_Required action_
For this exercise, copy all the data exactly and include none of the pictures.

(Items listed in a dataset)
————
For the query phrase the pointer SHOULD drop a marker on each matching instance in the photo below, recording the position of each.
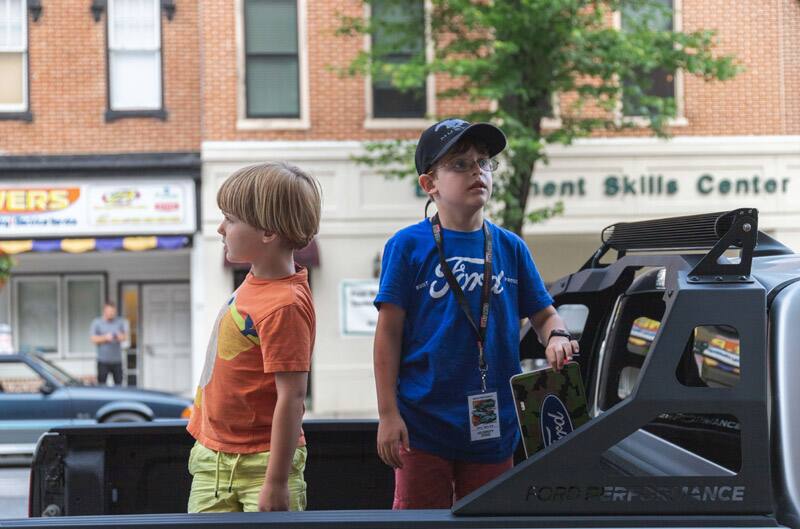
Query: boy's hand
(392, 437)
(560, 350)
(273, 497)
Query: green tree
(511, 59)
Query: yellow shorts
(224, 482)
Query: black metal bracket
(168, 6)
(97, 8)
(742, 234)
(35, 9)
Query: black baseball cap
(440, 138)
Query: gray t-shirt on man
(108, 352)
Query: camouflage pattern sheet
(549, 404)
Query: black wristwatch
(559, 332)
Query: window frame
(64, 349)
(62, 303)
(680, 108)
(372, 122)
(21, 111)
(245, 122)
(15, 306)
(113, 114)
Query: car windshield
(58, 373)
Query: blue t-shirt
(439, 356)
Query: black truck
(689, 339)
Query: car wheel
(124, 416)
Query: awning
(98, 244)
(307, 257)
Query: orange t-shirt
(266, 327)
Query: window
(134, 55)
(13, 56)
(658, 82)
(388, 101)
(710, 359)
(53, 314)
(18, 377)
(36, 317)
(272, 62)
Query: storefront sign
(95, 208)
(658, 185)
(359, 316)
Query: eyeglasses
(464, 165)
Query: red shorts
(427, 481)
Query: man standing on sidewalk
(108, 332)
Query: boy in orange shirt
(250, 451)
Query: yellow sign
(21, 200)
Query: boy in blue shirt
(453, 289)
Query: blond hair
(275, 197)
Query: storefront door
(166, 338)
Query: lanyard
(480, 330)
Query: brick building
(726, 132)
(249, 80)
(100, 105)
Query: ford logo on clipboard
(554, 420)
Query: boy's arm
(286, 424)
(559, 350)
(392, 432)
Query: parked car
(36, 395)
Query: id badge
(484, 416)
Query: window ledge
(273, 124)
(16, 116)
(642, 122)
(397, 123)
(114, 115)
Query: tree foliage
(509, 60)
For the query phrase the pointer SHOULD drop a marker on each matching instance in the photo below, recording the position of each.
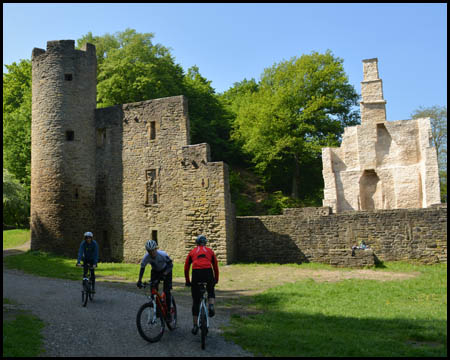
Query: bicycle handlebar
(90, 267)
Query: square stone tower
(381, 164)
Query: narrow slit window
(152, 130)
(70, 135)
(101, 137)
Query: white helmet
(151, 245)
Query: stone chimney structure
(381, 164)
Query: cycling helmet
(201, 240)
(151, 245)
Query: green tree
(17, 121)
(438, 120)
(207, 115)
(298, 107)
(131, 68)
(16, 204)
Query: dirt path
(107, 327)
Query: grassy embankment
(309, 318)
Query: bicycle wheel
(173, 311)
(203, 326)
(149, 324)
(84, 293)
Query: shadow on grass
(278, 333)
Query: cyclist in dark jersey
(203, 262)
(162, 266)
(88, 252)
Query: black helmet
(201, 240)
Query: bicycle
(203, 318)
(152, 316)
(86, 291)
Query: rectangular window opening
(70, 135)
(101, 137)
(152, 130)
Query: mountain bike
(86, 291)
(152, 316)
(203, 318)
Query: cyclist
(88, 252)
(161, 269)
(203, 261)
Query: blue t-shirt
(88, 252)
(161, 262)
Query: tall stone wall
(317, 235)
(151, 184)
(109, 183)
(63, 146)
(381, 164)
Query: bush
(277, 202)
(16, 205)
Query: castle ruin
(381, 164)
(127, 172)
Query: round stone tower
(62, 146)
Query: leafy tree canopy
(299, 106)
(131, 68)
(17, 121)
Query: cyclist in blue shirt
(89, 254)
(162, 266)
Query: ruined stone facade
(127, 172)
(381, 164)
(318, 235)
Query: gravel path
(107, 326)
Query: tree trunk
(295, 178)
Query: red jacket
(201, 257)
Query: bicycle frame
(155, 297)
(203, 305)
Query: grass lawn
(351, 317)
(396, 310)
(13, 238)
(21, 333)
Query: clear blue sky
(230, 42)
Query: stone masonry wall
(63, 146)
(316, 235)
(151, 184)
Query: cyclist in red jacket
(203, 262)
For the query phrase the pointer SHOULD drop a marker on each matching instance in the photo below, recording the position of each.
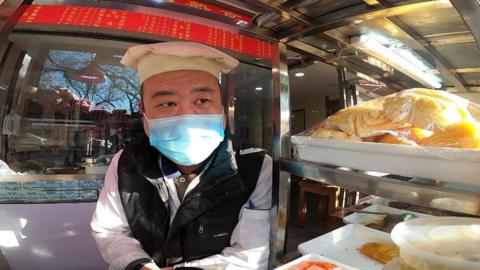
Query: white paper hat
(151, 59)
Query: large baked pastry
(416, 116)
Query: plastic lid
(447, 240)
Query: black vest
(208, 214)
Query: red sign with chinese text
(214, 9)
(146, 23)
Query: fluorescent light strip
(383, 53)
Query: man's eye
(168, 104)
(202, 101)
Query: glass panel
(72, 107)
(252, 105)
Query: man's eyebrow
(162, 93)
(203, 89)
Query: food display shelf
(457, 198)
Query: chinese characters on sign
(146, 23)
(214, 9)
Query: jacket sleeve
(250, 239)
(110, 228)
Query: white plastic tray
(364, 219)
(343, 245)
(435, 163)
(314, 257)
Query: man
(186, 195)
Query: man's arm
(111, 230)
(250, 239)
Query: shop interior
(68, 105)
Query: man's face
(181, 92)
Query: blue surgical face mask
(187, 139)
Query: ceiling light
(378, 50)
(89, 74)
(370, 79)
(299, 74)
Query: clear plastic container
(439, 243)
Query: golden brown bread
(416, 116)
(458, 135)
(382, 252)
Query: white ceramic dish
(314, 257)
(435, 163)
(343, 245)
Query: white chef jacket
(249, 241)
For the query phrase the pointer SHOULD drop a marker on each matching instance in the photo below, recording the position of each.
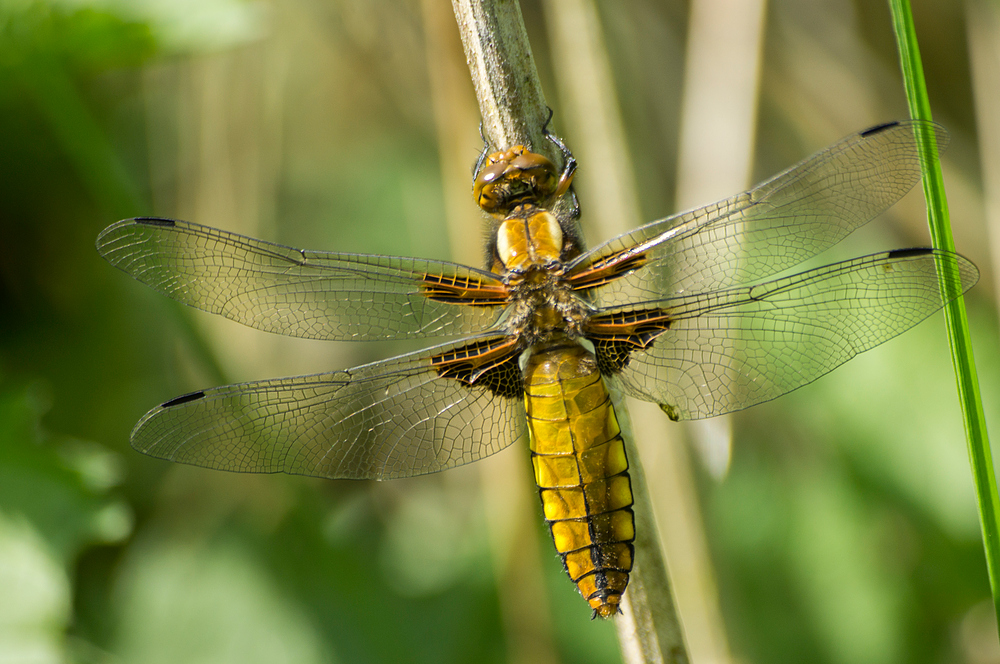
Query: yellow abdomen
(581, 471)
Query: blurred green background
(840, 527)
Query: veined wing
(311, 294)
(409, 415)
(759, 233)
(705, 355)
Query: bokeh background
(836, 524)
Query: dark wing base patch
(492, 364)
(465, 290)
(617, 335)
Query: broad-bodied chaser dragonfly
(686, 312)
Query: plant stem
(955, 318)
(514, 112)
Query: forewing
(395, 418)
(721, 352)
(311, 294)
(757, 234)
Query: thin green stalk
(957, 325)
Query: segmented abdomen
(581, 471)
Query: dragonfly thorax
(529, 238)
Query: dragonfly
(699, 312)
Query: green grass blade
(957, 325)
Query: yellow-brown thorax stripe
(532, 240)
(581, 471)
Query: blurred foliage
(844, 532)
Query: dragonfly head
(513, 178)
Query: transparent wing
(394, 418)
(728, 350)
(317, 295)
(774, 226)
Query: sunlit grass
(956, 321)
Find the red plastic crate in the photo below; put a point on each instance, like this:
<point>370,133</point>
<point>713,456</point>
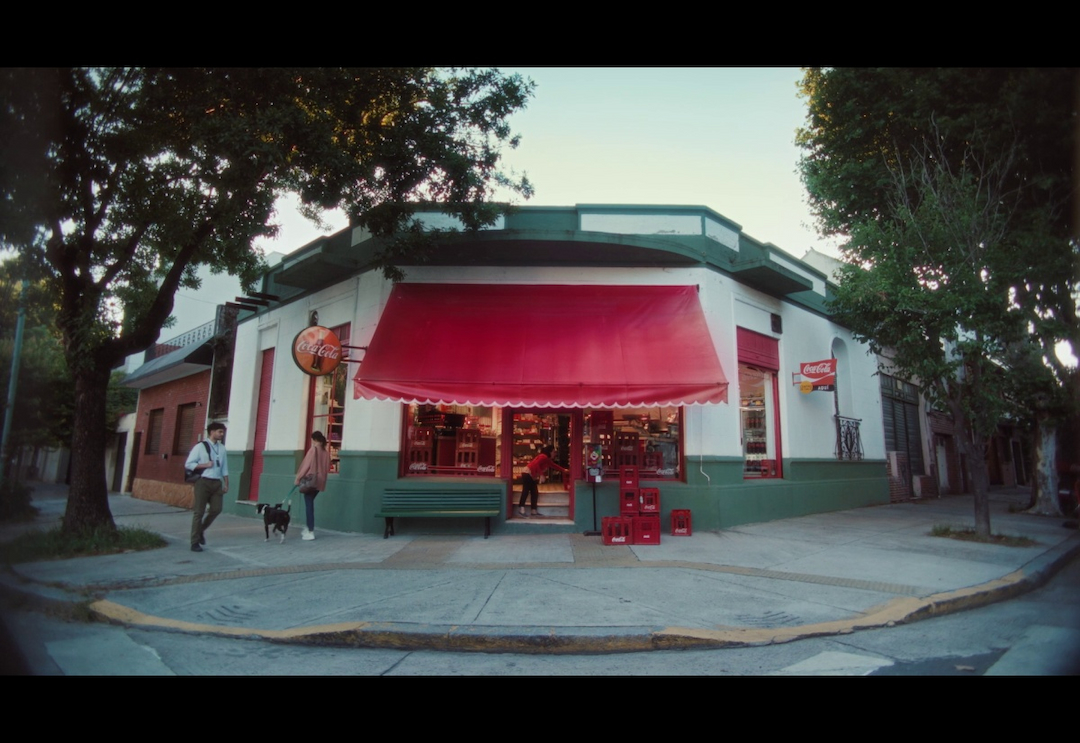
————
_Task answer_
For the query phrase the pointer SHOULD drop a marker on each matching instance in the photo below, recording the position of each.
Query: boy's hand
(392, 437)
(560, 350)
(273, 497)
Query: green tree
(511, 59)
Query: yellow shorts
(224, 482)
Query: black metal bracket
(168, 6)
(97, 8)
(742, 234)
(35, 9)
Query: black baseball cap
(440, 138)
Query: gray t-shirt on man
(108, 352)
Query: camouflage pattern sheet
(549, 404)
Query: black wristwatch
(559, 332)
Query: window frame
(64, 349)
(62, 303)
(680, 108)
(372, 122)
(21, 111)
(245, 122)
(15, 306)
(113, 114)
Query: car windshield
(58, 373)
Query: blue t-shirt
(439, 356)
Query: black truck
(689, 339)
Query: car wheel
(124, 416)
Query: awning
(98, 244)
(307, 257)
Query: orange t-shirt
(266, 327)
Query: window
(134, 55)
(13, 56)
(658, 82)
(388, 101)
(710, 359)
(53, 314)
(18, 377)
(36, 317)
(272, 62)
Query: storefront sign
(95, 208)
(658, 185)
(359, 316)
Query: eyeglasses
(464, 165)
Query: red shorts
(427, 481)
Query: man standing on sidewalk
(108, 332)
Query: boy in orange shirt
(250, 451)
Query: yellow sign
(21, 200)
Query: boy in blue shirt
(453, 289)
Query: blond hair
(275, 197)
Query: storefront door
(166, 338)
Query: lanyard
(480, 330)
Query: brick building
(726, 132)
(249, 80)
(100, 105)
Query: ford logo on clipboard
(554, 420)
Query: boy's arm
(286, 424)
(559, 350)
(392, 432)
Query: parked car
(36, 395)
Query: id badge
(484, 416)
Query: window ledge
(273, 124)
(16, 116)
(642, 122)
(397, 123)
(114, 115)
Query: tree foliage
(509, 60)
For the query phrase the pointer SHOULD drop a marker on each matching instance in the photo below, recording the position of each.
Query: bicycle handlebar
(90, 267)
Query: square stone tower
(381, 164)
Query: narrow slit window
(152, 130)
(70, 135)
(101, 137)
Query: white helmet
(151, 245)
Query: stone chimney structure
(381, 164)
Query: cycling helmet
(201, 240)
(151, 245)
Query: green tree
(17, 121)
(438, 120)
(207, 115)
(298, 107)
(131, 68)
(16, 204)
Query: dirt path
(107, 327)
Query: grassy embankment
(309, 318)
Query: bicycle wheel
(173, 311)
(203, 326)
(149, 324)
(84, 293)
Query: shadow on grass
(278, 333)
Query: cyclist in dark jersey
(203, 262)
(162, 266)
(88, 252)
Query: black helmet
(201, 240)
Query: bicycle
(203, 318)
(152, 316)
(86, 291)
Query: rectangular window opening
(70, 135)
(101, 137)
(152, 130)
Query: mountain bike
(86, 291)
(152, 316)
(203, 318)
Query: cyclist
(88, 252)
(161, 269)
(203, 261)
Query: blue t-shirt
(88, 252)
(161, 262)
Query: tall stone wall
(317, 235)
(151, 184)
(109, 183)
(63, 146)
(381, 164)
Query: bush
(277, 202)
(16, 205)
Query: castle ruin
(381, 164)
(127, 172)
Query: round stone tower
(62, 146)
Query: leafy tree canopy
(299, 106)
(131, 68)
(17, 121)
Query: cyclist in blue shirt
(89, 254)
(162, 266)
Query: ruined stone facade
(127, 172)
(381, 164)
(318, 235)
Query: gravel path
(107, 326)
Query: tree trunk
(295, 178)
Query: red jacket
(201, 257)
Query: bicycle frame
(155, 297)
(203, 305)
Query: grass lawn
(351, 317)
(396, 310)
(13, 238)
(21, 333)
Query: clear blue sky
(230, 42)
Query: stone masonry wall
(63, 146)
(316, 235)
(151, 184)
Query: cyclist in red jacket
(203, 262)
For the query phrase the pointer SHOULD drop a marker on each matching instance in the photo below, recording the position of each.
Query: white paper hat
(151, 59)
Query: large baked pastry
(416, 116)
Query: plastic lid
(447, 240)
Query: black vest
(208, 214)
Query: red sign with chinese text
(214, 9)
(146, 23)
Query: fluorescent light strip
(383, 53)
Query: man's eye
(168, 104)
(202, 101)
Query: glass panel
(72, 107)
(252, 105)
Query: man's eyebrow
(162, 93)
(203, 89)
Query: food display shelf
(457, 198)
Query: chinese characters on sign
(146, 23)
(214, 9)
Query: jacket sleeve
(250, 239)
(110, 228)
Query: white plastic tray
(364, 219)
(343, 245)
(435, 163)
(314, 257)
Query: man
(186, 195)
Query: man's arm
(111, 230)
(250, 239)
Query: shop interior
(68, 105)
Query: man's face
(181, 92)
Query: blue surgical face mask
(187, 139)
Query: ceiling light
(378, 50)
(89, 74)
(370, 79)
(299, 74)
Query: clear plastic container
(439, 243)
Query: golden brown bread
(416, 116)
(458, 135)
(382, 252)
Query: white ceramic dish
(314, 257)
(435, 163)
(343, 245)
Query: white chef jacket
(249, 241)
For the query phrase the pointer SHOULD drop a marker on each matching instance in the photo below, recording the position of each.
Query: yellow abdomen
(581, 471)
Query: blurred green background
(840, 527)
Query: veined wing
(311, 294)
(409, 415)
(759, 233)
(705, 355)
Query: bokeh background
(836, 524)
Query: dark wing base patch
(492, 364)
(465, 290)
(617, 335)
Query: broad-bodied chaser dragonfly
(686, 312)
Query: plant stem
(955, 318)
(514, 112)
Query: forewing
(395, 418)
(721, 352)
(311, 294)
(757, 234)
Query: thin green stalk
(957, 325)
Query: segmented abdomen
(581, 471)
Query: dragonfly thorax
(529, 238)
Query: dragonfly
(699, 312)
Query: green grass blade
(957, 325)
Query: yellow-brown thorax stripe
(532, 240)
(581, 471)
Query: blurred foliage
(844, 532)
Query: dragonfly head
(513, 178)
Query: transparent wing
(394, 418)
(728, 350)
(317, 295)
(774, 226)
Query: sunlit grass
(956, 321)
Find the red plastic crate in the photo below; put a point on each instance, like this:
<point>370,133</point>
<point>713,456</point>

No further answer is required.